Rewrite everything from the line containing "Crowdworker instruction — please outline every green" down to the end of the lines, replacing "tight rectangular region" with "close-fitting box" and keeping all else the same.

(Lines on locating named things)
## start

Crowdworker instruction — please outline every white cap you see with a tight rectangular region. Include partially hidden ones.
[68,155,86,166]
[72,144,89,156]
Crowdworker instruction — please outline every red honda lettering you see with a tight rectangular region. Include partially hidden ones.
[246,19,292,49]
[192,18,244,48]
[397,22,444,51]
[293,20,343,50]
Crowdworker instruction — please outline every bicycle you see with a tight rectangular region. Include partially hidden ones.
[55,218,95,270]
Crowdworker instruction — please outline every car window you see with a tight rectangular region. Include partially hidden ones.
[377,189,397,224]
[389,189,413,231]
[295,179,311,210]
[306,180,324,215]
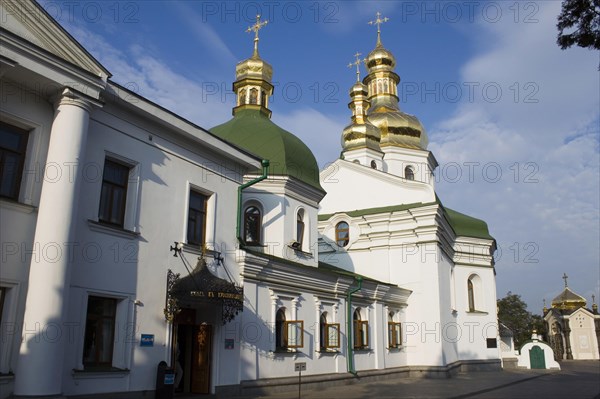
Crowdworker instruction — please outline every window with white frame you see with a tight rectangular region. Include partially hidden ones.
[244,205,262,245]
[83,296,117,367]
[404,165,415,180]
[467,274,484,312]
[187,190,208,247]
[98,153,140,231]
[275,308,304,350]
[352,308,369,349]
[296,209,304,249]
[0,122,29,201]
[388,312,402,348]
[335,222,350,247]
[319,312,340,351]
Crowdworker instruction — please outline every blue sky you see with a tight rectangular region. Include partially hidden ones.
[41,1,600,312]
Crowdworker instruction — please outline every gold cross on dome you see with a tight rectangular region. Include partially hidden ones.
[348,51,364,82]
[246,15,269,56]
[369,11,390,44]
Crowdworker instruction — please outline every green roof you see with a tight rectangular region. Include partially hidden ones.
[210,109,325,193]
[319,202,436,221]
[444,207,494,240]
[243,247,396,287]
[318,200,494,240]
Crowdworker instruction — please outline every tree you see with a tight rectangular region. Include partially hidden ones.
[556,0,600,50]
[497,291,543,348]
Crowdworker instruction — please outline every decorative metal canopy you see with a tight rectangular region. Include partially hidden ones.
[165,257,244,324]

## end

> [Exercise solution]:
Crowdworker instruction — please outline every green roof you see with a close-fitting box. Include partially hidden ones.
[210,109,325,193]
[319,202,436,221]
[444,207,494,240]
[243,247,396,287]
[318,200,494,240]
Crowdworker instruction — please outline every tree you see with a close-fitting box. Include partially hidden ones.
[556,0,600,50]
[497,291,543,348]
Crowdworker instruction — please outline every decorative metal canopy you see with a close-fitting box. Include partially hidden ones.
[165,257,244,324]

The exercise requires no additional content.